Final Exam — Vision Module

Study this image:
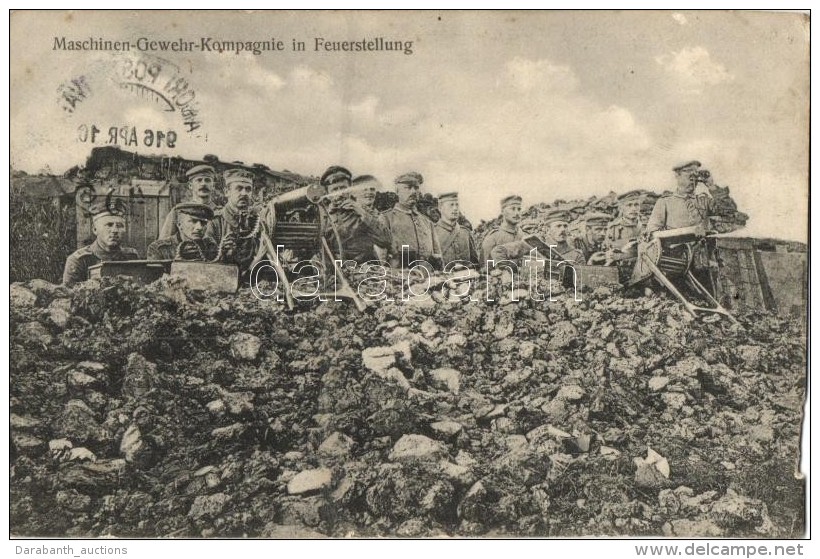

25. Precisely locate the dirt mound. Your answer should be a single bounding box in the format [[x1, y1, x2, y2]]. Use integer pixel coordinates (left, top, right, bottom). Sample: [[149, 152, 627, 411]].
[[10, 277, 806, 538]]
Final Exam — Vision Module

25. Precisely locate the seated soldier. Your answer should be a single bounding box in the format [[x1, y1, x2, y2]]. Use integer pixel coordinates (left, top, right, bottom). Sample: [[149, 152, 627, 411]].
[[320, 166, 392, 264], [148, 202, 219, 262], [63, 199, 139, 285], [572, 212, 612, 264], [157, 165, 216, 239], [490, 210, 586, 272]]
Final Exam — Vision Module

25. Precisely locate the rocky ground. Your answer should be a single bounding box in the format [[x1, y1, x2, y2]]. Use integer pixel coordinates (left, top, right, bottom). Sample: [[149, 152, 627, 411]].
[[10, 278, 806, 538]]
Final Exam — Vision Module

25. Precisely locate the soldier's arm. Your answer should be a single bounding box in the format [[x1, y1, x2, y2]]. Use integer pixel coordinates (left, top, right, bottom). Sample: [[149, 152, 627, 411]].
[[430, 220, 442, 256], [481, 232, 493, 260], [645, 198, 666, 235], [157, 209, 177, 239], [706, 183, 737, 216], [467, 231, 480, 264], [63, 254, 88, 286], [362, 213, 393, 248], [146, 241, 165, 260], [489, 241, 532, 262]]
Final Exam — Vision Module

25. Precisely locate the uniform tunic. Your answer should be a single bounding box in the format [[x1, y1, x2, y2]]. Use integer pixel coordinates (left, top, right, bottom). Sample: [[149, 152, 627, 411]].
[[481, 222, 524, 260], [325, 208, 392, 264], [381, 204, 441, 267], [157, 199, 216, 239], [63, 241, 140, 285], [646, 187, 734, 233], [572, 235, 605, 263], [205, 206, 261, 273], [604, 216, 643, 249], [148, 233, 219, 262], [436, 220, 478, 266]]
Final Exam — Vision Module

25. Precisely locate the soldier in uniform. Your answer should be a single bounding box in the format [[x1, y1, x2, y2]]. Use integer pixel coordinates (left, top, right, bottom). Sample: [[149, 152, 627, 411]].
[[350, 175, 383, 210], [158, 165, 216, 239], [436, 192, 478, 266], [205, 168, 275, 274], [490, 209, 586, 266], [604, 190, 643, 250], [481, 195, 524, 261], [543, 210, 586, 264], [572, 212, 612, 264], [320, 166, 391, 264], [148, 202, 219, 262], [646, 161, 732, 235], [381, 172, 441, 268], [63, 200, 139, 285]]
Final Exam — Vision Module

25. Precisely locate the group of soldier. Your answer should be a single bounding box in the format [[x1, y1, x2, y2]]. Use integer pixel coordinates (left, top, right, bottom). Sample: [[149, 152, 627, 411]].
[[63, 161, 728, 285]]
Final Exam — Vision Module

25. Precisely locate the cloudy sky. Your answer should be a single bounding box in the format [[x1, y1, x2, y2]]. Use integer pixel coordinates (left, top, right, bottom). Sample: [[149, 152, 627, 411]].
[[10, 11, 809, 240]]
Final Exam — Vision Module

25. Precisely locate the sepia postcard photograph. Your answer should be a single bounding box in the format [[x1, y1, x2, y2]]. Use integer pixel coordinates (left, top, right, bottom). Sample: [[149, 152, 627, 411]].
[[8, 10, 810, 557]]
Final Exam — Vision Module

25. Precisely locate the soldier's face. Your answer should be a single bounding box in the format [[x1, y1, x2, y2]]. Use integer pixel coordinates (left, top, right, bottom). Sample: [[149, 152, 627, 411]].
[[501, 204, 521, 225], [355, 188, 376, 208], [587, 225, 606, 244], [179, 214, 208, 241], [225, 182, 253, 210], [188, 177, 214, 198], [94, 215, 125, 250], [438, 200, 460, 223], [547, 221, 569, 242], [675, 171, 695, 194], [396, 183, 421, 206], [621, 200, 641, 220]]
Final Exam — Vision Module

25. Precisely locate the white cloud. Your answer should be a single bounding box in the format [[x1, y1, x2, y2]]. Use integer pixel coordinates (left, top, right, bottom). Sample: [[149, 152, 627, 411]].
[[672, 12, 689, 25], [655, 47, 734, 94]]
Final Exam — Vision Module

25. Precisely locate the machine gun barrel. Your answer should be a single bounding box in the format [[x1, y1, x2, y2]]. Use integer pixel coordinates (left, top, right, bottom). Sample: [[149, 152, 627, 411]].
[[271, 184, 372, 204]]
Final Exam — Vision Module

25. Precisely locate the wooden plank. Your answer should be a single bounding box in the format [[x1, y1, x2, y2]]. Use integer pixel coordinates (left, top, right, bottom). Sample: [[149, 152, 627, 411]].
[[757, 252, 808, 317], [128, 197, 148, 257], [145, 196, 162, 249]]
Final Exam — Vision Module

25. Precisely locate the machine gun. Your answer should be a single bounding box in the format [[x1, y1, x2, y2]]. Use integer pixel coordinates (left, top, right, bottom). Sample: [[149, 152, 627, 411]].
[[251, 184, 367, 312], [627, 225, 738, 324]]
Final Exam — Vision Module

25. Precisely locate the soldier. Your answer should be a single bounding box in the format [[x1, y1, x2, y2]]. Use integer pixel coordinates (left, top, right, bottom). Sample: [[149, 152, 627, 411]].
[[604, 190, 643, 250], [63, 200, 139, 285], [148, 202, 219, 262], [572, 212, 612, 264], [381, 172, 441, 268], [542, 210, 586, 264], [481, 195, 523, 260], [490, 210, 586, 265], [320, 166, 391, 264], [205, 169, 268, 274], [350, 175, 382, 210], [436, 192, 478, 266], [646, 161, 733, 235], [158, 165, 216, 239]]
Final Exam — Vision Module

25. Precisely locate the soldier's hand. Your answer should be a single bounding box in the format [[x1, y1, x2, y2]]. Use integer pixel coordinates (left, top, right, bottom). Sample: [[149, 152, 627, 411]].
[[222, 233, 236, 257], [179, 242, 203, 260], [339, 198, 364, 215]]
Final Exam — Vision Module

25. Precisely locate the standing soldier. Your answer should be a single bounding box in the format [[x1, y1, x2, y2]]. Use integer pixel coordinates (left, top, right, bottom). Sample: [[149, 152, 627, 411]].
[[320, 166, 391, 264], [350, 175, 382, 211], [436, 192, 478, 266], [605, 190, 643, 250], [148, 202, 218, 262], [481, 195, 523, 261], [542, 210, 586, 264], [381, 171, 441, 268], [158, 165, 216, 239], [206, 169, 263, 274], [488, 210, 586, 269], [646, 161, 733, 234], [572, 212, 612, 264], [63, 199, 139, 285]]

◇ ◇ ◇ ◇ ◇ ◇ ◇

Can you copy every item above word for word, leaving the pictures out?

Final Exam — Vision Module

Study this image:

25. Precisely locate the dirt mound. Your answer should be a single bounding box in the format [[x1, y1, x2, y2]]. Use integer pixel coordinates (left, top, right, bottom). Sample: [[149, 152, 627, 411]].
[[10, 277, 806, 538]]
Final Exam — Vision Module

25. Precisely locate the seated soldier. Your answer should be a single bounding box in the format [[x1, y1, x2, y2]]. Use integer pixel coordinates (left, top, right, bottom). Sample: [[149, 152, 627, 411]].
[[320, 166, 392, 264], [148, 202, 219, 262], [63, 199, 139, 285], [572, 212, 612, 264], [157, 165, 216, 239], [490, 210, 586, 272]]
Final Exam — Vision Module

25. Precisely locate the rocky ground. Your answer should be a single bounding box in the format [[x1, y1, x2, y2]]. Use integer pixel coordinates (left, top, right, bottom). Sample: [[149, 152, 627, 411]].
[[10, 278, 806, 538]]
Final Exam — Vision Module

25. Precisely locate the soldier's arm. Your answer should be a single bounding box in the format [[x1, y1, x2, y2]]. Use integer pixel coordinates (left, top, right, bottom). Sample: [[149, 152, 627, 411]].
[[430, 220, 442, 256], [481, 232, 493, 260], [645, 198, 666, 235], [157, 209, 177, 239], [706, 183, 737, 216], [467, 231, 480, 264], [63, 254, 88, 286], [362, 213, 393, 248], [146, 241, 165, 260], [489, 241, 532, 262]]
Final Exam — Vision Module

25. Precisely locate the uniform tunic. Your answer should be a single bounding box in the format [[x1, y1, x2, y2]]. Use integer pixel coordinates (left, top, right, bottom). Sample: [[149, 152, 627, 411]].
[[481, 222, 524, 260], [325, 208, 392, 264], [381, 204, 441, 267], [157, 199, 216, 239], [63, 241, 140, 285], [646, 187, 734, 233], [572, 235, 605, 263], [205, 206, 261, 273], [604, 216, 643, 249], [148, 233, 219, 262], [436, 220, 478, 266]]
Final Exam — Vision Module

25. Precisely locate the soldier in uniform. Your answer should be a single bounding box in the format [[x1, y1, x2, y2]]. Use integer pixel coordinates (left, top, right, bottom). Sample: [[149, 152, 627, 411]].
[[350, 175, 383, 210], [158, 165, 216, 239], [436, 192, 478, 266], [205, 168, 275, 274], [490, 209, 586, 266], [604, 190, 643, 250], [481, 195, 524, 261], [543, 210, 586, 264], [572, 212, 612, 264], [320, 166, 391, 264], [148, 202, 219, 262], [646, 161, 732, 235], [381, 172, 441, 268], [63, 200, 139, 285]]
Final Exam — Vision Module

25. Precisely locate the group of soldier. Your answer should be a single bounding box in the format [[x1, y1, x2, y2]]. Use integer pixel coordinates (left, top, right, bottom). Sample: [[149, 152, 627, 411]].
[[63, 161, 728, 285]]
Final Exam — Vision Module

25. Precisely locate the cloudy sky. Your answer should be a single bounding box in the format [[x1, y1, x2, y2]]. Use integer pixel coordinates (left, top, right, bottom). Sample: [[149, 152, 627, 411]].
[[10, 11, 809, 240]]
Final Exam — Vision Module

25. Precisely locate the sepia postcard photograph. Your answer should be a single bounding box in the format [[x1, y1, x2, y2]]. Use integer pixel coordinates (left, top, right, bottom). Sample: [[149, 152, 627, 411]].
[[8, 10, 810, 557]]
Final Exam — Vision Module

25. Precisely locate the soldier's face. Your answer should be a single bounding box in the format [[x1, y1, x2, y2]]. Use integer pixel coordinates (left, top, right, bottom). Sample: [[149, 152, 627, 411]].
[[501, 204, 521, 225], [355, 188, 376, 208], [587, 225, 606, 244], [179, 214, 208, 241], [225, 182, 253, 210], [188, 177, 214, 198], [94, 215, 125, 250], [438, 200, 460, 223], [547, 221, 569, 242], [675, 171, 695, 194], [396, 183, 421, 206], [621, 200, 641, 220]]
Final Exam — Vision Module

25. Precisely locate the white cloud. Your answer should be a single bounding box in the format [[x1, y1, x2, y2]]. Use integer pixel coordinates (left, top, right, bottom). Sample: [[149, 152, 627, 411]].
[[672, 12, 689, 25], [655, 47, 734, 94]]
Final Exam — Vision Module

25. Precisely locate the machine gun barrel. Your answer should be a single bounding box in the format [[x1, y1, x2, y2]]. Use integer pixel coordinates (left, top, right, bottom). Sample: [[149, 152, 627, 411]].
[[271, 184, 372, 204]]
Final Exam — Vision Module

25. Precisely locate the wooden plank. Your answer should be a single bounding box in the format [[x1, y1, x2, y2]]. Use integer pixel coordinates (left, top, right, bottom). Sample: [[149, 152, 627, 411]].
[[757, 252, 808, 317], [128, 197, 148, 257], [145, 196, 162, 249]]
Final Exam — Vision Module

25. Precisely locate the machine gun. Your answer should be a single bounding box in the format [[x1, y1, x2, y2]]. Use integer pixel coordinates (left, top, right, bottom). Sample: [[149, 152, 627, 411]].
[[251, 184, 367, 312], [627, 225, 738, 324]]
Final Exam — Vision Module

25. Precisely locate the soldier. Your answer should be a single bounding box in the format [[x1, y1, x2, y2]]. Use integer pixel coordinates (left, top, right, bottom). Sample: [[149, 152, 627, 411]].
[[604, 190, 643, 250], [63, 200, 139, 285], [148, 202, 219, 262], [572, 212, 612, 264], [381, 172, 441, 268], [542, 210, 586, 264], [481, 195, 523, 260], [490, 210, 586, 265], [320, 166, 391, 264], [205, 169, 268, 274], [350, 175, 382, 210], [436, 192, 478, 266], [646, 161, 733, 235], [158, 165, 216, 239]]
Final Exam — Vision Module

25. Precisely locate the soldier's hand. Your answer should be a single bounding box in the format [[x1, y1, x2, y2]]. Use integer pixel coordinates (left, top, right, bottom). Sample: [[149, 152, 627, 411]].
[[222, 233, 236, 257], [179, 242, 203, 260], [339, 198, 364, 215]]
Final Exam — Vision Module

25. Precisely locate the standing soldier. Your answer should be a single bounding box in the format [[x1, y1, x2, y2]]. Use integer pixel coordinates (left, top, right, bottom). Sample: [[149, 152, 627, 411]].
[[320, 166, 391, 264], [350, 175, 382, 211], [436, 192, 478, 266], [605, 190, 643, 250], [148, 202, 218, 262], [481, 195, 523, 261], [542, 210, 586, 264], [381, 171, 441, 268], [158, 165, 216, 239], [206, 169, 263, 274], [488, 210, 586, 269], [646, 161, 733, 234], [572, 212, 612, 264], [63, 199, 139, 285]]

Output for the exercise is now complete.